Обсуждение: About “context-switching issue on Xeon” test case ?

Поиск
Список
Период
Сортировка

About “context-switching issue on Xeon” test case ?

От
RD黄永卫
Дата:

 

Hi

 

Anybody have the test case of “ context-switching issue on Xeon from  Tm lane

 

Best regards,

Ray Huang

 

Re: About “context-switching issue on Xeon” test case ?

От
Greg Smith
Дата:
RD黄永卫 wrote:
>
> Anybody have the test case of “ context-switching issue on Xeon” from
> Tm lane ?
>

That takes me back:
http://archives.postgresql.org/pgsql-performance/2004-04/msg00280.php

That's a problem seen on 2004 era Xeon processors, and with PostgreSQL
7.4. I doubt it has much relevance nowadays, given a) that whole area of
the code was rewritten for PostgreSQL 8.1, and b) today's Xeons are
nothing like 2004's Xeons.

--
Greg Smith  2ndQuadrant US  Baltimore, MD
PostgreSQL Training, Services and Support
greg@2ndQuadrant.com   www.2ndQuadrant.us


Re: [PERFORM] About “context-switching issue on Xeon” test case ?

От
Scott Marlowe
Дата:
2010/4/9 Greg Smith <greg@2ndquadrant.com>:
> RD黄永卫 wrote:
>>
>> Anybody have the test case of “ context-switching issue on Xeon” from
>> Tm lane ?

§ **What to produce**: Can you continue the mailing-list thread about the Xeon context-switching test case, picking up after its last quoted line?

§ **Study material**:
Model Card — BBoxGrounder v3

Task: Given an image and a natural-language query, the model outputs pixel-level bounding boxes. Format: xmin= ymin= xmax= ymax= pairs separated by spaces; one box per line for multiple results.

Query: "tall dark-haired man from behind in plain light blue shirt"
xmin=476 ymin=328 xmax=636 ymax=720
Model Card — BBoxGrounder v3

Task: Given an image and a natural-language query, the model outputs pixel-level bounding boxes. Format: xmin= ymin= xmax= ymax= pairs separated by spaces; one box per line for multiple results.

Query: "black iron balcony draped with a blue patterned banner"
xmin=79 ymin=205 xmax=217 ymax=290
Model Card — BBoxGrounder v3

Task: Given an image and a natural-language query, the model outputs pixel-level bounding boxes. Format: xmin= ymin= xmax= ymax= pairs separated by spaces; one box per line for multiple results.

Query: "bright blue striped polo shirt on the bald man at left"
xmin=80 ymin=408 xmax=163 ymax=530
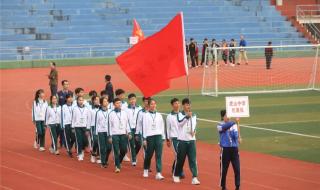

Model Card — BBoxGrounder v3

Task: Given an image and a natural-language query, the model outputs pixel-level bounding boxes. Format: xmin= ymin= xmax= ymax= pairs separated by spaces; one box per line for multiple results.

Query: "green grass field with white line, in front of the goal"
xmin=149 ymin=91 xmax=320 ymax=163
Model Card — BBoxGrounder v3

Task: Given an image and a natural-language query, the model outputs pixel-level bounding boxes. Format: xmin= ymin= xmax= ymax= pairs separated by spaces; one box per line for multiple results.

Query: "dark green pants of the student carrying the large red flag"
xmin=174 ymin=140 xmax=198 ymax=177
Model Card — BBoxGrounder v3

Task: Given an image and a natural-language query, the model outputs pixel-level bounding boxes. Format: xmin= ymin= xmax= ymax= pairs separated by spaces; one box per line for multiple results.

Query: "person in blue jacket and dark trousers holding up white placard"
xmin=217 ymin=110 xmax=240 ymax=190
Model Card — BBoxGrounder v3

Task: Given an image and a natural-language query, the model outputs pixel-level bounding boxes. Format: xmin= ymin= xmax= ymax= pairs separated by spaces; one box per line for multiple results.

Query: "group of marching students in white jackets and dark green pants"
xmin=32 ymin=77 xmax=200 ymax=185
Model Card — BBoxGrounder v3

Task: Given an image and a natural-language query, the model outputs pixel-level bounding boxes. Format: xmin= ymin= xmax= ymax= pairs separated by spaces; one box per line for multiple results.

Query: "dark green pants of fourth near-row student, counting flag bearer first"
xmin=98 ymin=132 xmax=112 ymax=166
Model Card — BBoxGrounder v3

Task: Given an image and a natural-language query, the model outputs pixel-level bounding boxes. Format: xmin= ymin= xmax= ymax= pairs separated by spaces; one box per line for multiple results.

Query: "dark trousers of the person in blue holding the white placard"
xmin=220 ymin=147 xmax=240 ymax=189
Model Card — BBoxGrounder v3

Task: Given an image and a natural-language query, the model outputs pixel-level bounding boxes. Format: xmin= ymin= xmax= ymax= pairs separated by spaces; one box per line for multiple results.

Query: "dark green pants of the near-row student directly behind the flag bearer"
xmin=143 ymin=135 xmax=163 ymax=172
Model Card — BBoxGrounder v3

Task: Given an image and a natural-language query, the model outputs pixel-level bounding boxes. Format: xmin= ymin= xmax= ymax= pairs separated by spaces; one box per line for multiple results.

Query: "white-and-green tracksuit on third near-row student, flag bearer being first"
xmin=108 ymin=109 xmax=131 ymax=169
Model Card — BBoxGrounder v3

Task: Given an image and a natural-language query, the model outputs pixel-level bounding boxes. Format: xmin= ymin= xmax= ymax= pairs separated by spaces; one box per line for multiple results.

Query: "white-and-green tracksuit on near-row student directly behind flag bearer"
xmin=142 ymin=111 xmax=166 ymax=173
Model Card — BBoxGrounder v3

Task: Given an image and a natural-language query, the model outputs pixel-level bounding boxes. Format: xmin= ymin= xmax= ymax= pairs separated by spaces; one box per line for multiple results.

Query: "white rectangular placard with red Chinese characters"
xmin=226 ymin=96 xmax=250 ymax=117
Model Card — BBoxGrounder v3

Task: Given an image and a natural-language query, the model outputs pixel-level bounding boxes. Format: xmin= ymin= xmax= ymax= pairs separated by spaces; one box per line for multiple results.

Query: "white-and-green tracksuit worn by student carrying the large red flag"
xmin=174 ymin=112 xmax=198 ymax=177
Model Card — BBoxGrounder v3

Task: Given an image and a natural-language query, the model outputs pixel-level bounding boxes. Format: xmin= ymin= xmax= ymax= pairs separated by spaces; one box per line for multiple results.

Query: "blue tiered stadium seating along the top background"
xmin=0 ymin=0 xmax=309 ymax=60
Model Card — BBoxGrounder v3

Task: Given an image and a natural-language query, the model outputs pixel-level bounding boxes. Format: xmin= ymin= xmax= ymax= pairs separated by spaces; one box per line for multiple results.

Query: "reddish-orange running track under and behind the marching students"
xmin=0 ymin=65 xmax=320 ymax=190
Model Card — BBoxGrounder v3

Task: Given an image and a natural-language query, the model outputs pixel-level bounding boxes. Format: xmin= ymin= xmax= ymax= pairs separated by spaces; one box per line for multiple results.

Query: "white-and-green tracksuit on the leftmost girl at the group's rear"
xmin=32 ymin=99 xmax=48 ymax=148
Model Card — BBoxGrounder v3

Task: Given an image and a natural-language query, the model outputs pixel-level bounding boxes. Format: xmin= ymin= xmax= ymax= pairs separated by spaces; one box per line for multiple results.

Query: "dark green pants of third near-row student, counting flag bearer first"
xmin=112 ymin=135 xmax=128 ymax=169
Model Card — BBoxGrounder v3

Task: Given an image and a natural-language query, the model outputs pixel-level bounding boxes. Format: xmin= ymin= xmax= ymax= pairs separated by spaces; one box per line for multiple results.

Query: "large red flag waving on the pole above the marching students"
xmin=116 ymin=13 xmax=188 ymax=97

§ **Answer space**:
>>
>
> That takes me back:
> http://archives.postgresql.org/pgsql-performance/2004-04/msg00280.php
>
> That's a problem seen on 2004 era Xeon processors, and with PostgreSQL
> 7.4. I doubt it has much relevance nowadays, given a) that whole area of
> the code was rewritten for PostgreSQL 8.1, and b) today's Xeons are
> nothing like 2004's Xeons.

It's important to appreciate that all improvements in scalability for
xeons, opterons, and everything else has mostly just moved further
along to the right on the graph where you start doing more context
switching than work, and the performance falls off.  The same way that
(sometimes) throwing more cores at a problem can help.  For most
office sized pgsql servers there's still a real possibility of having
a machine getting slammed and one of the indicators of that is that
context switches per second will start to jump up and the machine gets
sluggish.

For 2 sockets Intel rules the roost.  I'd imagine AMD's much faster
bus architecture for >2 sockets would make them the winner, but I
haven't had a system like that to test, either Intel or AMD.

Re: [PERFORM] About “context-switching issue on Xeon” test case ?

От
Scott Marlowe
Дата:
2010/4/9 Greg Smith <greg@2ndquadrant.com>:
> RD黄永卫 wrote:
>>
>> Anybody have the test case of “ context-switching issue on Xeon” from
>> Tm lane ?
>>
>
> That takes me back:
> http://archives.postgresql.org/pgsql-performance/2004-04/msg00280.php
>
> That's a problem seen on 2004 era Xeon processors, and with PostgreSQL
> 7.4. I doubt it has much relevance nowadays, given a) that whole area of
> the code was rewritten for PostgreSQL 8.1, and b) today's Xeons are
> nothing like 2004's Xeons.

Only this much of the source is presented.